Repeat the lines between the one holding "344, row 136." and the one holding "column 330, row 233", inclusive, swapping "roof overhang" for "eave" and leaving everything else unchanged.

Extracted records
* BEGIN *
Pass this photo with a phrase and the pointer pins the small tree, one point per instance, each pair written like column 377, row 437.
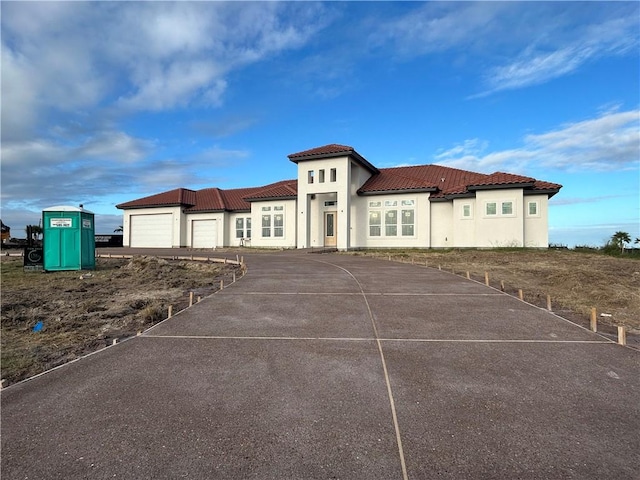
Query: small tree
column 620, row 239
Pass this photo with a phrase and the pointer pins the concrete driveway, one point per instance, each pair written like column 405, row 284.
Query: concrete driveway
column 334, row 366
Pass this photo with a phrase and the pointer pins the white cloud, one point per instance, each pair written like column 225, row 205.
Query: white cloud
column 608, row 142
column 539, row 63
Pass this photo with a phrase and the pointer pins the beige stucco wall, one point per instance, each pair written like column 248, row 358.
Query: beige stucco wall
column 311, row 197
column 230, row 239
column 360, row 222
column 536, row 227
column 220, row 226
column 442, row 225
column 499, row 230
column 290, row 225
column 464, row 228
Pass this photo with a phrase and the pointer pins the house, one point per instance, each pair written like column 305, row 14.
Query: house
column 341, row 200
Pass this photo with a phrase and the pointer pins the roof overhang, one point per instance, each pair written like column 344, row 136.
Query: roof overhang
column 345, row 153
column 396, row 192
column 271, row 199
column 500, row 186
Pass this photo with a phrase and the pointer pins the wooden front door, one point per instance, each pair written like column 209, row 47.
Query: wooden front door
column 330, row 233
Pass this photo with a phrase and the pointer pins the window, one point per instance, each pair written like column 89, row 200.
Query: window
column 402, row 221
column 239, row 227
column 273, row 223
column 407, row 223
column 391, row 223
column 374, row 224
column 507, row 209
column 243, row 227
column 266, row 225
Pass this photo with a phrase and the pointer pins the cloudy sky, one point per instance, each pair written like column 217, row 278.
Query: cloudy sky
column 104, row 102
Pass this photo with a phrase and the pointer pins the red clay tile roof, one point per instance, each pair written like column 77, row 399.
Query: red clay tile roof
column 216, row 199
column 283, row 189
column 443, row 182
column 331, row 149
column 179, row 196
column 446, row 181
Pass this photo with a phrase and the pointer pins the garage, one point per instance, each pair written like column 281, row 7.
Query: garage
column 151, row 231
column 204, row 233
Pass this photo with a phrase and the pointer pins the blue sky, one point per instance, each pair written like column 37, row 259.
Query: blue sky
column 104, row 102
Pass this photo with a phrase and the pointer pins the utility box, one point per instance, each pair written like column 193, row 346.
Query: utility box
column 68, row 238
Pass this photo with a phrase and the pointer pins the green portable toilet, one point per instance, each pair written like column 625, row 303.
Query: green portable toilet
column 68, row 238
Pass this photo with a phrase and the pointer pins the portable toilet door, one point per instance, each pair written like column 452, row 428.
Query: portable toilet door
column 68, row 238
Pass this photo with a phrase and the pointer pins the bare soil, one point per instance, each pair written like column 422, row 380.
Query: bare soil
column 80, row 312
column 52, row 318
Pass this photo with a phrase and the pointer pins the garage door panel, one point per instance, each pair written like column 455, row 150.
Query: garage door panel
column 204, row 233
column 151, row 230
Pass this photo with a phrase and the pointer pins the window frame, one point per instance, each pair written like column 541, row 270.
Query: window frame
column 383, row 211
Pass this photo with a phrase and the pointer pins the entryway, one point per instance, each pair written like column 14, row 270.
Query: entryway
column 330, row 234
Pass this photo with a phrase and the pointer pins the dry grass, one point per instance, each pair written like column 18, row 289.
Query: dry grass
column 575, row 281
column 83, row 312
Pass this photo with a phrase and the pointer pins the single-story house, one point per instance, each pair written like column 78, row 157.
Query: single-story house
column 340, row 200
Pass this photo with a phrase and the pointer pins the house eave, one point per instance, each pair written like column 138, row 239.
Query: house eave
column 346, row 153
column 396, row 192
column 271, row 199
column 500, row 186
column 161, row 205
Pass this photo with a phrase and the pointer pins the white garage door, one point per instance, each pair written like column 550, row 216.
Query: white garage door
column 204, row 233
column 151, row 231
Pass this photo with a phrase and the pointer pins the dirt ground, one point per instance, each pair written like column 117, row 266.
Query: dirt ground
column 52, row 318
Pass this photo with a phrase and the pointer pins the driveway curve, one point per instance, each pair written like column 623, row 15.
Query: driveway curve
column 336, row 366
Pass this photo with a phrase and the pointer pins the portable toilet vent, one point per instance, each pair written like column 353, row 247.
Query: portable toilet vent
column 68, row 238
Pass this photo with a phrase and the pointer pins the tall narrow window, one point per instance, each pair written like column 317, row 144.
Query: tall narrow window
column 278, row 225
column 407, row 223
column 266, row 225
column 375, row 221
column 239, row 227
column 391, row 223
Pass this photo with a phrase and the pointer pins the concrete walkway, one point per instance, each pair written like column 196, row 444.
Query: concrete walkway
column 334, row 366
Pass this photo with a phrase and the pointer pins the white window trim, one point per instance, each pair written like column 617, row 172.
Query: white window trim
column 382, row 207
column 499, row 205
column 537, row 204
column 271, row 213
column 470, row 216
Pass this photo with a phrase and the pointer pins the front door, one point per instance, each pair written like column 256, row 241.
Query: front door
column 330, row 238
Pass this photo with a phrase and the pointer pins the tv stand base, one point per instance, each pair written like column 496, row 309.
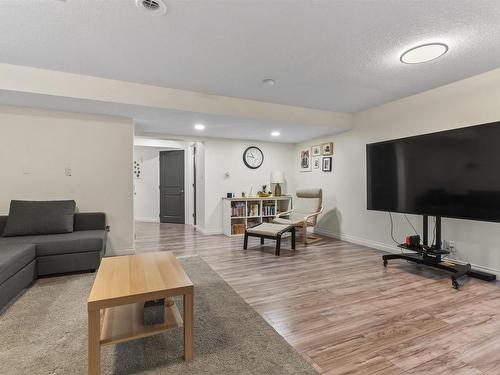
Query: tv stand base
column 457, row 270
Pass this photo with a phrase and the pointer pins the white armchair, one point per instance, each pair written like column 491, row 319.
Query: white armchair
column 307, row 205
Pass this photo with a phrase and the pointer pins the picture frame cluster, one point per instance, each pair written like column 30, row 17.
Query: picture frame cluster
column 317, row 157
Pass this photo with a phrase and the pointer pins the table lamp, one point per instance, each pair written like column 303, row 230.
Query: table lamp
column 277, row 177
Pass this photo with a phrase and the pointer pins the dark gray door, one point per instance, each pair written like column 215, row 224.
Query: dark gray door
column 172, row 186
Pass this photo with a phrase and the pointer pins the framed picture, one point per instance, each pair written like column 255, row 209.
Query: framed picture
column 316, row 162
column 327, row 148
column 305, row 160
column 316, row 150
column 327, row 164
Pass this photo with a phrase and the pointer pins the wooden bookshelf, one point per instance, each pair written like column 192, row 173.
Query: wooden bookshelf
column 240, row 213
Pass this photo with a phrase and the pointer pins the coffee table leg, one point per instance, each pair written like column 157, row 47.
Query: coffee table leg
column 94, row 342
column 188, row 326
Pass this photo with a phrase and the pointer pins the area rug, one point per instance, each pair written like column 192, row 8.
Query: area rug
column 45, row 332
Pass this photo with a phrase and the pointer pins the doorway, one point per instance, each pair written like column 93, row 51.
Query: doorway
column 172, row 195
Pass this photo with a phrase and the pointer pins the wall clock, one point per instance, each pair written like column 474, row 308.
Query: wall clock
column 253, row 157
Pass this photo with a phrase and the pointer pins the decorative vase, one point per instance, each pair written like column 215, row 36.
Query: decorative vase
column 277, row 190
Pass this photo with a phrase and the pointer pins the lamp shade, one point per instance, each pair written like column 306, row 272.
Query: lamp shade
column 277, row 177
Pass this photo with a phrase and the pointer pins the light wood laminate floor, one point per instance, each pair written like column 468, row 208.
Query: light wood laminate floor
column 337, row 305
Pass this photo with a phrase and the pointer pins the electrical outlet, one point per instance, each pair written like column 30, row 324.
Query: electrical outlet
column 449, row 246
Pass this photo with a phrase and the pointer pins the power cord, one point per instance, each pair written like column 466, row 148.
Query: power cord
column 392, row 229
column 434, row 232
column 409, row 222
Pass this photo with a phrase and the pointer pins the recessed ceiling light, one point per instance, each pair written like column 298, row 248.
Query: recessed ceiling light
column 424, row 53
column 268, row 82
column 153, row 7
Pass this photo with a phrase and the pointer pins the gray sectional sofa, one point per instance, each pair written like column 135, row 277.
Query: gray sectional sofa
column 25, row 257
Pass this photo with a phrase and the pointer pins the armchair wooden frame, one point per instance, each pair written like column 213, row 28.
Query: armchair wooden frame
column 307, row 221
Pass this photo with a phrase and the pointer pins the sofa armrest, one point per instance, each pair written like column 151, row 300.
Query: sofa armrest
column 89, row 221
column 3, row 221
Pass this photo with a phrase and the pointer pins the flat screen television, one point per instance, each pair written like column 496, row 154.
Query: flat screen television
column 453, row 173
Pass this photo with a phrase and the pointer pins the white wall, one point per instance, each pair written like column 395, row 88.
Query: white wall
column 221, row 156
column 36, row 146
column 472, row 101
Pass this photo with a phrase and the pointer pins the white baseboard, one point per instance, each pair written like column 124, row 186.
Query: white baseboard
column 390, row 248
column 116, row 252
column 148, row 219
* END *
■ **Reply**:
Pass this photo with a phrase and the pointer pins the eave, one point per instance, each pair written like column 344, row 136.
Query: eave
column 345, row 153
column 396, row 192
column 271, row 199
column 500, row 186
Pass this photo with a phrase and the pointer pins the wooden front door, one point per instance, each pair written like column 209, row 47.
Query: wooden front door
column 330, row 233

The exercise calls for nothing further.